*O QUE FAZER:* Encontre nos itens abaixo todas as linhas que contêm a palavra "every" e copie cada uma delas.
□ □ □
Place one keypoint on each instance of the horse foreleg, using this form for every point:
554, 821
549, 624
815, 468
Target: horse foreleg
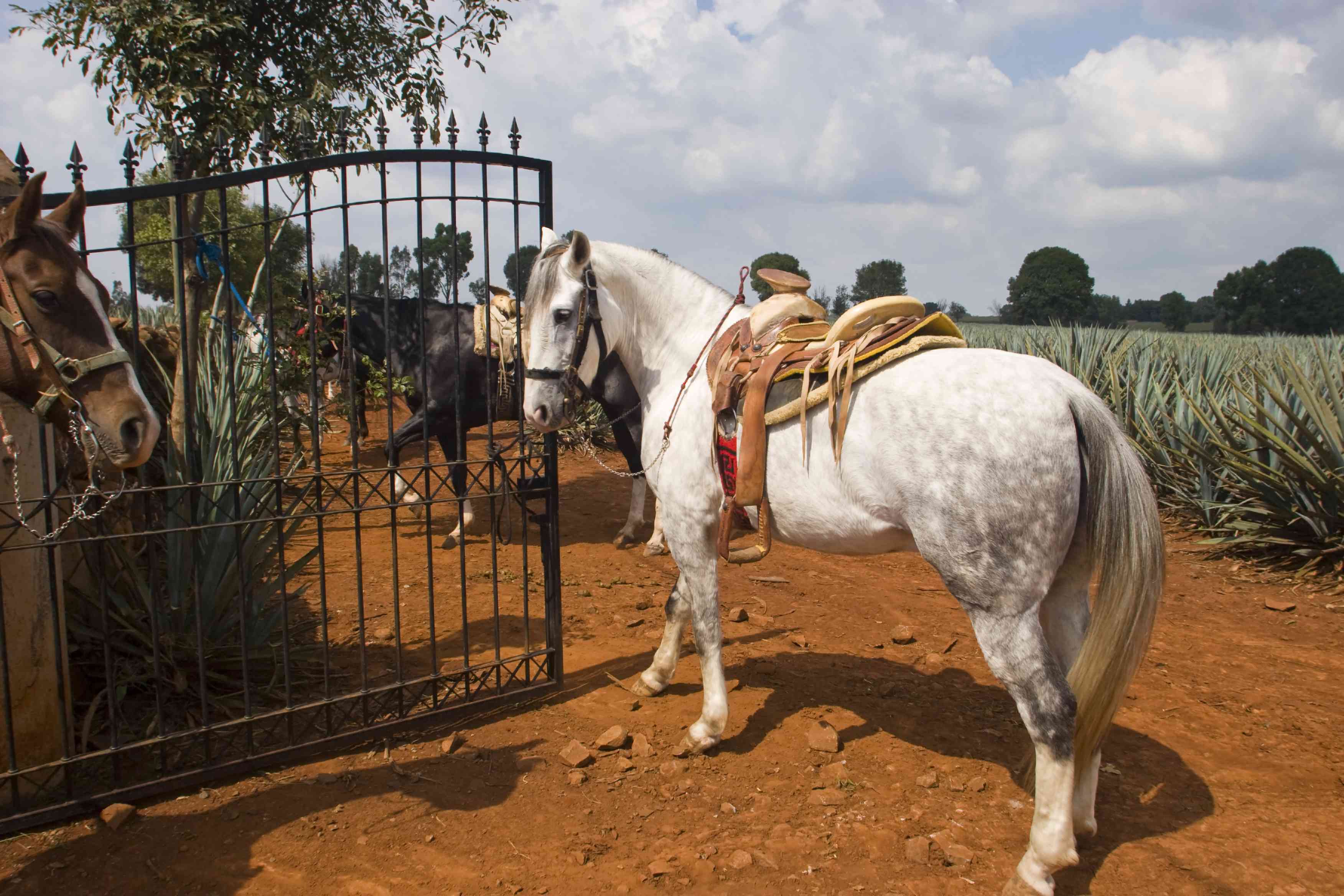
□ □ □
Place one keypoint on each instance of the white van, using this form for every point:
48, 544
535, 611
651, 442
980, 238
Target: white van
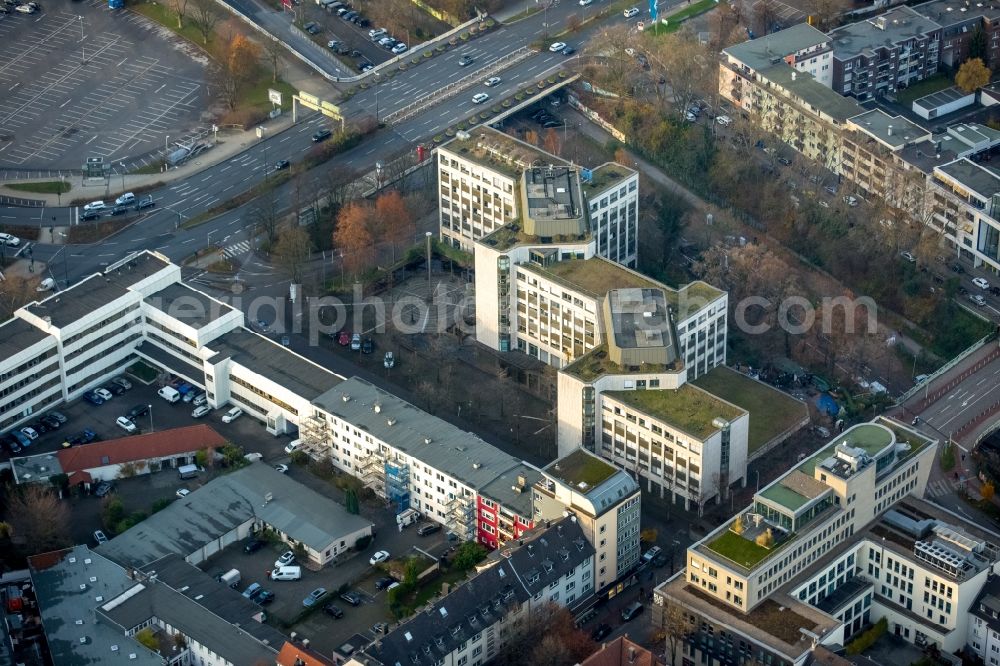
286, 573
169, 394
□ □ □
*RESPOSTA:*
Place one keypoint on each instance of the horse foreleg, using this form for every point:
Place one keypoint on each instance of the white van, using this form for every point:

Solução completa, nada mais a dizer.